─── EXTRACT TO READ ───

- Nationality: American
- Area(s): Cartoonist, Writer, Artist
- Notable works: Those Annoying Post Bros Savage Henry Star Crossed Bugtown

= Matt Howarth =

American cartoonist

Matt Howarth is an American comic book writer/artist known for such series as Those Annoying Post Bros, Savage Henry, Star Crossed, and Bugtown.

== Biography ==
Howarth's influences include writers Philip K. Dick and H. P. Lovecraft, comics artists Steve Ditko, Bernie Wrightson, Moebius, and Philippe Druillet, and progressive music. He was active in the field of fanzines from 1969, when he also co-founded Howski Studios.

==Career==
Howarth, via Howski Studios, published a number of graphic novels and comics in the years 1976–1985.

Howarth's first ongoing series was Those Annoying Post Bros., about two fun-loving bad boys from the fictional Bugtown. In the early 1980s Heavy Metal introduced Post Bros as a continuing story, but they did not have their own comic book until Vortex Comics began publishing Those Annoying Post Bros. in 1985. It ran for 18 issues until 1990. In 1991, the title was taken over by Rip Off Press, which published an additional 20 issues until 1994. MU Press picked up the title from 1994–1998, publishing 25 more issues, for a total of 63 issues.

───

**YOUR TASKS:**
- 1) Decide whether each statement agrees with the text on Matt Howarth: (a) Howarth co-founded Howski Studios in 1969; (b) Vortex Comics published 25 issues of Those Annoying Post Bros.; (c) Rip Off Press took over the title in 1991. Answer yes or no for each, quoting the words of the text that settle it.
- 2) Write out the passage of the Matt Howarth text from "Howarth's first ongoing" to "of 63 issues.", word for word.
- 3) Continue the text on Matt Howarth, picking up after its final sentence.
The material after this text comes from a separate source.

─── SOURCE MATERIAL ───

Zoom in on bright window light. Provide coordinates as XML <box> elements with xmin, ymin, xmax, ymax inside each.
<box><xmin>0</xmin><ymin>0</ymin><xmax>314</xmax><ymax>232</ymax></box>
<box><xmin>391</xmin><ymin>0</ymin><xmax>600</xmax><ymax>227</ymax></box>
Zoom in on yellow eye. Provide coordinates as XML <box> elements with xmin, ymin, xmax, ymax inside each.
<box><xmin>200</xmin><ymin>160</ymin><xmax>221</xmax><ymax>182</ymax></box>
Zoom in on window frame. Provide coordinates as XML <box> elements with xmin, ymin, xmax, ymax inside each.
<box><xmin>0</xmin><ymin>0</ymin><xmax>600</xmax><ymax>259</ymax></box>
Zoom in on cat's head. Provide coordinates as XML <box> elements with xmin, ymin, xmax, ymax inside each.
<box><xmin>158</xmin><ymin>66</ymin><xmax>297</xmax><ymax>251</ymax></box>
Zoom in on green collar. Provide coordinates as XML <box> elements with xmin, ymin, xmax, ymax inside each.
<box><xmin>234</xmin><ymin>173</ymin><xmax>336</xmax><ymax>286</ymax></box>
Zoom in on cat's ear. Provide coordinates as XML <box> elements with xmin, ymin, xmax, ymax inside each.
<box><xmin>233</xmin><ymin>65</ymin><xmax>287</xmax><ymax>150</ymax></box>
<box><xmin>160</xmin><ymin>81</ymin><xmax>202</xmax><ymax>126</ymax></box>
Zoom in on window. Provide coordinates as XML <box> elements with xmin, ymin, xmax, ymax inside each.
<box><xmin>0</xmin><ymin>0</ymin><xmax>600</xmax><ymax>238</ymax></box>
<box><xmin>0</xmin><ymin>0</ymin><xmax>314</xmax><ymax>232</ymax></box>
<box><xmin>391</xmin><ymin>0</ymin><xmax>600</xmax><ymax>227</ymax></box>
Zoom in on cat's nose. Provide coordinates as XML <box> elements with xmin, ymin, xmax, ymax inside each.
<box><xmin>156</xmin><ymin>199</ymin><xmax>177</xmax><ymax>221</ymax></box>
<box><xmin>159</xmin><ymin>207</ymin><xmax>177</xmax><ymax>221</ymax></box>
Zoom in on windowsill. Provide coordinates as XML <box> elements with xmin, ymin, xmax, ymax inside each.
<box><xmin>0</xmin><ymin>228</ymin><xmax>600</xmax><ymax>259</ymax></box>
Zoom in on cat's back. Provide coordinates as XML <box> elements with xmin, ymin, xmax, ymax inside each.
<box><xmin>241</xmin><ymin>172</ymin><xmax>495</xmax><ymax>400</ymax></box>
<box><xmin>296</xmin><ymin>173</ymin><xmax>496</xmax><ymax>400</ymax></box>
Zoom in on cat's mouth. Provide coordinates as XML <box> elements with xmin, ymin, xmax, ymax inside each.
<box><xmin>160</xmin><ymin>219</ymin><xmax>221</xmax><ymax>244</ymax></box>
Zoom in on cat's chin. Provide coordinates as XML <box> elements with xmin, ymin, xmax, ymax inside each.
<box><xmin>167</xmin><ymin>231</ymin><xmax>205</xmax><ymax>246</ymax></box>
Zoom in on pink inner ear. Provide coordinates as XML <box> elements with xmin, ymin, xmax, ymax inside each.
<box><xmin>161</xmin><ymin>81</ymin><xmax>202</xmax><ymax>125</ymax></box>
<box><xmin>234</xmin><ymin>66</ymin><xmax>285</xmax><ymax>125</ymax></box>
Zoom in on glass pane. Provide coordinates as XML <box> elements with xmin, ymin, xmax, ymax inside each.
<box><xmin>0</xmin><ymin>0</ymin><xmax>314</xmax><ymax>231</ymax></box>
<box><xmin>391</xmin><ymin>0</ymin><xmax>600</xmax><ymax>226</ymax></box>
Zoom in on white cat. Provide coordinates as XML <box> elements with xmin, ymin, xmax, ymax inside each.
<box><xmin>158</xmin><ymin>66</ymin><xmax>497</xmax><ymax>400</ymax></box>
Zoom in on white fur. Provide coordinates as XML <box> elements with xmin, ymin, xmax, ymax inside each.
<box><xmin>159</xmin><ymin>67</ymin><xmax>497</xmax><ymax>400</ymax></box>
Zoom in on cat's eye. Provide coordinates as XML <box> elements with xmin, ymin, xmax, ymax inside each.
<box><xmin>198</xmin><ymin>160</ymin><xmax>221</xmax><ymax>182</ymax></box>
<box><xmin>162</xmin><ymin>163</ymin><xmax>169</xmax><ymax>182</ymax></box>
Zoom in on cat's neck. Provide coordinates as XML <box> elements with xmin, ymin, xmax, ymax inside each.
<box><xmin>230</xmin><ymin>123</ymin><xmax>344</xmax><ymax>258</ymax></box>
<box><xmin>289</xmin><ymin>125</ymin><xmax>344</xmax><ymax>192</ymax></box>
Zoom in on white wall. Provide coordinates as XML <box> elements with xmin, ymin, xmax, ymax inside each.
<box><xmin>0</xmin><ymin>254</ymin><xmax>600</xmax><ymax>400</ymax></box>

───

**RESULTS BY TASK:**
- 1)
(a) Yes: "He was active in the field of fanzines from 1969, when he also co-founded Howski Studios."
(b) No: "It ran for 18 issues until 1990."
(c) Yes: "In 1991, the title was taken over by Rip Off Press"

- 2)
Howarth's first ongoing series was Those Annoying Post Bros., about two fun-loving bad boys from the fictional Bugtown. In the early 1980s Heavy Metal introduced Post Bros as a continuing story, but they did not have their own comic book until Vortex Comics began publishing Those Annoying Post Bros. in 1985. It ran for 18 issues until 1990. In 1991, the title was taken over by Rip Off Press, which published an additional 20 issues until 1994. MU Press picked up the title from 1994–1998, publishing 25 more issues, for a total of 63 issues.

- 3)
While continuing to produce Those Annoying Post Bros. Howarth wrote and drew the six-issue limited series Particle Dreams for Fantagraphics in 1986–1987. In 1988, Fantagraphics also published Howarth's six-issue series Keif Llama: Xeno-Tech.

From 1987 to 1994, Howarth did the comic book series Savage Henry for Rip Off Press, about the adventures of a guitarist from an alternate reality. He is the lead guitarist for a fictional insect band called The Bulldaggers. Most issues of this series featured authorized guest appearances by real musicians, including The Residents, Hawkwind, Moby, Ash Ra Tempel, Klaus Schulze, Nash the Slash, Foetus, Yello, Wire, Steve Roach, Richard Pinhas, Ron Geesin, and David Borden. Conrad Schnitzler (an original member of Tangerine Dream and Kluster) was a regular guest in this series and several graphic novels. Howarth created album cover artwork for several releases on the Birdo'Pray record label. He also provided the illustrations for Dr. Adder by K. W. Jeter.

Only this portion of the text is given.